— Problem requirements —
Word for word, copy all the data and drop the pictures.
Start of Information
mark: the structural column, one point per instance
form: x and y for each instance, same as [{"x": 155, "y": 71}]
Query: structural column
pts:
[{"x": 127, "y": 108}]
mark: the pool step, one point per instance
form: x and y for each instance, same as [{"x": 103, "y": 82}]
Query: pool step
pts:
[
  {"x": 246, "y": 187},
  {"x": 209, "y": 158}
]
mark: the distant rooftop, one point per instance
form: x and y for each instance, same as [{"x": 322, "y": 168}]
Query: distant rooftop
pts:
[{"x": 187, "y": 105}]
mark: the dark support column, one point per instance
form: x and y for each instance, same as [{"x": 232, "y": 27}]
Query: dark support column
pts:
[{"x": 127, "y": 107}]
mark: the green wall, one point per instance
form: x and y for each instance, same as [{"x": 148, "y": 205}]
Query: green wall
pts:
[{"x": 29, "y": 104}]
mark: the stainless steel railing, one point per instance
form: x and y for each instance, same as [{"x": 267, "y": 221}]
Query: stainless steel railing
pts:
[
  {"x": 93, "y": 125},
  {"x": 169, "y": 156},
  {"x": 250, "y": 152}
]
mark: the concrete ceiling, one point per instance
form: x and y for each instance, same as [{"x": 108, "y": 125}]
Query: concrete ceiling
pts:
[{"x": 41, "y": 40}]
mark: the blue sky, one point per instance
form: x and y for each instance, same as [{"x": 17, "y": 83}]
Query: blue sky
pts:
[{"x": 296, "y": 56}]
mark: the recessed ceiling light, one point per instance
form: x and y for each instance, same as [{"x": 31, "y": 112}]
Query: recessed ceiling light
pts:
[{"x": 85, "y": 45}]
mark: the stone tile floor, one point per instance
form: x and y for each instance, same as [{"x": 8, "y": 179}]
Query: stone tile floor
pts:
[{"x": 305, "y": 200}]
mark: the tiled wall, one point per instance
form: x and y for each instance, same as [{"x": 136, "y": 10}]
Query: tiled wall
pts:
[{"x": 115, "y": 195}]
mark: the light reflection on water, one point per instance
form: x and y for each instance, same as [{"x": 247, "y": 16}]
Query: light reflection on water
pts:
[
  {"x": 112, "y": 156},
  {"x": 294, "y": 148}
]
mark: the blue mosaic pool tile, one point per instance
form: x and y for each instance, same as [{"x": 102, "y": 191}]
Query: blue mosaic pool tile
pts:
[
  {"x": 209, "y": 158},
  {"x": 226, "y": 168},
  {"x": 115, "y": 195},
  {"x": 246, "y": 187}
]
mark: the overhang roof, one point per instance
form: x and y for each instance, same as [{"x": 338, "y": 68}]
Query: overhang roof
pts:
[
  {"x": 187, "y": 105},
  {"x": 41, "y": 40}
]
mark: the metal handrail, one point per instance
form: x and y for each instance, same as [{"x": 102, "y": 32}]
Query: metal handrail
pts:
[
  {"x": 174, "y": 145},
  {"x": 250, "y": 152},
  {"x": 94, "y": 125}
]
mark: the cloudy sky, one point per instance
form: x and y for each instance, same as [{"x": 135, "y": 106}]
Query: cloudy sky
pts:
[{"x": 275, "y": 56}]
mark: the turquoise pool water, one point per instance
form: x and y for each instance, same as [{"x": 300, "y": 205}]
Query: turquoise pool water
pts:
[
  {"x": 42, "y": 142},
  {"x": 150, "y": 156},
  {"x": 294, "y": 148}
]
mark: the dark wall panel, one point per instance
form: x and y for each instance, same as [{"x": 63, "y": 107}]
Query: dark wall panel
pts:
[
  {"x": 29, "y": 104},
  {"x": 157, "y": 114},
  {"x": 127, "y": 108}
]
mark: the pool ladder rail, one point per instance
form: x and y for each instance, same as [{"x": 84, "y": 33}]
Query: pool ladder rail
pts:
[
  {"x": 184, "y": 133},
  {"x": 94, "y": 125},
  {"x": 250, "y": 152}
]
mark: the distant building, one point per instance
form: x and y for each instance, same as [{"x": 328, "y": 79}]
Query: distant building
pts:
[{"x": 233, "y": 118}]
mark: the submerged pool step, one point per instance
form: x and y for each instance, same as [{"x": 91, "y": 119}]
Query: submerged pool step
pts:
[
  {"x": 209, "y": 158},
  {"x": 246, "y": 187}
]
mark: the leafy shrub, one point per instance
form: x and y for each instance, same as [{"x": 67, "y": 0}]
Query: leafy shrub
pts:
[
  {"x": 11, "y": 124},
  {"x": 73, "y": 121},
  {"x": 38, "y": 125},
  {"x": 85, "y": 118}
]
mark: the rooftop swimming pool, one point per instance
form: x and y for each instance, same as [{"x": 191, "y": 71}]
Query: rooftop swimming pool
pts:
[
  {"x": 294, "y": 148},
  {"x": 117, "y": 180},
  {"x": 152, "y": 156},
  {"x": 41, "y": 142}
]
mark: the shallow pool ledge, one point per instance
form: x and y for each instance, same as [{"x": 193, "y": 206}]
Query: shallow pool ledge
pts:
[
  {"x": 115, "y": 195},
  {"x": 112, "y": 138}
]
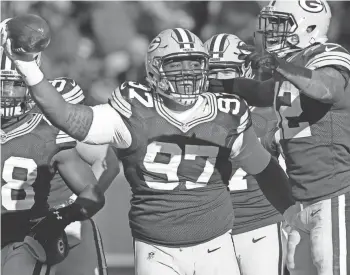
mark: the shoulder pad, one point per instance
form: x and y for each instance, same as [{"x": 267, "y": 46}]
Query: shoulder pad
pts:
[
  {"x": 69, "y": 89},
  {"x": 327, "y": 54},
  {"x": 236, "y": 106},
  {"x": 129, "y": 94}
]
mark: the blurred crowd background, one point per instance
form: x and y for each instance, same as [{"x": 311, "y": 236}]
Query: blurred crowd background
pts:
[{"x": 102, "y": 43}]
End of Information
— Answer to the exercise —
mark: the structural column, one point per instance
form: x and y for each instance, same as [{"x": 155, "y": 71}]
Query: structural column
pts:
[{"x": 127, "y": 108}]
mark: the pool step, one point per instance
form: x and y for each instance, same as [{"x": 103, "y": 82}]
Query: pool step
pts:
[
  {"x": 246, "y": 187},
  {"x": 209, "y": 158}
]
mark: the distant rooftop, one point per instance
form: x and y for each instance, same as [{"x": 322, "y": 168}]
Query: distant rooftop
pts:
[{"x": 187, "y": 105}]
mark: the dark support column, one point per instance
form: x and y for each instance, same as [{"x": 232, "y": 27}]
Query: dark support column
pts:
[{"x": 127, "y": 107}]
mark: the green wall, one point per instance
form: x and y for each instance, same as [{"x": 148, "y": 205}]
Query: green wall
pts:
[{"x": 29, "y": 104}]
mark: the stainless steel railing, one point per instance
form: x and y for each instance, same as [{"x": 267, "y": 221}]
Query: stainless steel railing
pts:
[
  {"x": 93, "y": 125},
  {"x": 169, "y": 156},
  {"x": 250, "y": 152}
]
mark: the concrete ceiling, one point per instance
form: x and y for each instance, same as [{"x": 108, "y": 125}]
Query: concrete ceiling
pts:
[{"x": 41, "y": 40}]
mark: the blue sky, one point per instance
form: x and y for each instance, same as [{"x": 17, "y": 83}]
Query: blue sky
pts:
[{"x": 296, "y": 56}]
mark: the recessed ceiling light, one point per instance
form: x and y for each instance, same as [{"x": 31, "y": 112}]
Query: recessed ceiling light
pts:
[{"x": 85, "y": 45}]
mark: the stone tile floor, one point per instance
form: x and y for each instance, same as [{"x": 8, "y": 179}]
Query: stone tile floor
pts:
[{"x": 305, "y": 200}]
mark: the tiled wall, one point per instance
form: x and y for each instance, same as [{"x": 136, "y": 10}]
Query: tiled wall
pts:
[{"x": 115, "y": 195}]
mark: the light reflection on water, one point per instance
form: x and y for each instance, same as [{"x": 247, "y": 16}]
Query: light reflection on water
pts:
[
  {"x": 112, "y": 156},
  {"x": 294, "y": 148}
]
mark: the blue mosaic pool tile, one point per instance
form: x and y for each instance, same as [{"x": 102, "y": 191}]
Query: blue mosaic pool tile
pts:
[
  {"x": 209, "y": 158},
  {"x": 226, "y": 168},
  {"x": 115, "y": 195},
  {"x": 246, "y": 187}
]
mark: the overhang roof, one point per instance
form: x and y for each instance, same as [{"x": 338, "y": 68}]
Query: overhang roof
pts:
[
  {"x": 187, "y": 105},
  {"x": 41, "y": 40}
]
mark: the metal handrail, one point per instance
form: x and y for each instance, same as [{"x": 102, "y": 32}]
Query: metal handrail
pts:
[
  {"x": 174, "y": 145},
  {"x": 250, "y": 152},
  {"x": 94, "y": 125}
]
mark: the cloudy sky, one point per instance
form: x and y for each instance, same as [{"x": 135, "y": 106}]
Query: cloudy sky
pts:
[{"x": 275, "y": 56}]
mark: the turquoise pool water, one point per instance
form: x and y for each instance, same as [{"x": 300, "y": 205}]
Query: turquoise pool water
pts:
[
  {"x": 42, "y": 142},
  {"x": 150, "y": 156},
  {"x": 294, "y": 148}
]
mark: the dark wall panel, one point per instance
form: x and y for each instance, same as [{"x": 63, "y": 107}]
Query: dark wall panel
pts:
[
  {"x": 29, "y": 104},
  {"x": 157, "y": 114},
  {"x": 127, "y": 108}
]
mark: the pool ladder rail, one point per instance
form: x and y for each instance, same as [{"x": 84, "y": 33}]
Query: pool ladder rail
pts:
[
  {"x": 184, "y": 133},
  {"x": 94, "y": 125},
  {"x": 250, "y": 152}
]
mark: the distant building, one point per instance
form: x and y for each instance, same as [{"x": 328, "y": 79}]
Query: distant building
pts:
[{"x": 233, "y": 118}]
mark: the submerged pool step, one point per instance
form: x and y for each instance, same as [{"x": 91, "y": 119}]
Query: submerged pool step
pts:
[
  {"x": 209, "y": 158},
  {"x": 246, "y": 187}
]
mark: the leafy shrub, one point per instance
form: x and y for each instance, same as [{"x": 67, "y": 0}]
Query: leafy shrub
pts:
[
  {"x": 11, "y": 124},
  {"x": 73, "y": 121},
  {"x": 38, "y": 125},
  {"x": 85, "y": 118}
]
mark: the rooftop swimming pool, one point per instance
form: x and y for each instance, same as [{"x": 191, "y": 71}]
Query: rooftop swimming pool
pts:
[
  {"x": 294, "y": 148},
  {"x": 117, "y": 180},
  {"x": 152, "y": 156},
  {"x": 41, "y": 142}
]
mark: the shallow pool ledge, one point per instance
form: x and y for each instance, same as [{"x": 193, "y": 206}]
Query: shallow pool ledge
pts:
[
  {"x": 115, "y": 195},
  {"x": 112, "y": 138}
]
mark: the shoulder pad, one point per instance
form: x and y for each instance, same as [{"x": 267, "y": 46}]
Query: shoulder pad
pts:
[
  {"x": 69, "y": 89},
  {"x": 327, "y": 54},
  {"x": 236, "y": 106},
  {"x": 129, "y": 94}
]
mark: the blurred crowd background, one point per instance
form: x and y for each instance, same as [{"x": 311, "y": 236}]
Query: blurred crowd background
pts:
[{"x": 102, "y": 43}]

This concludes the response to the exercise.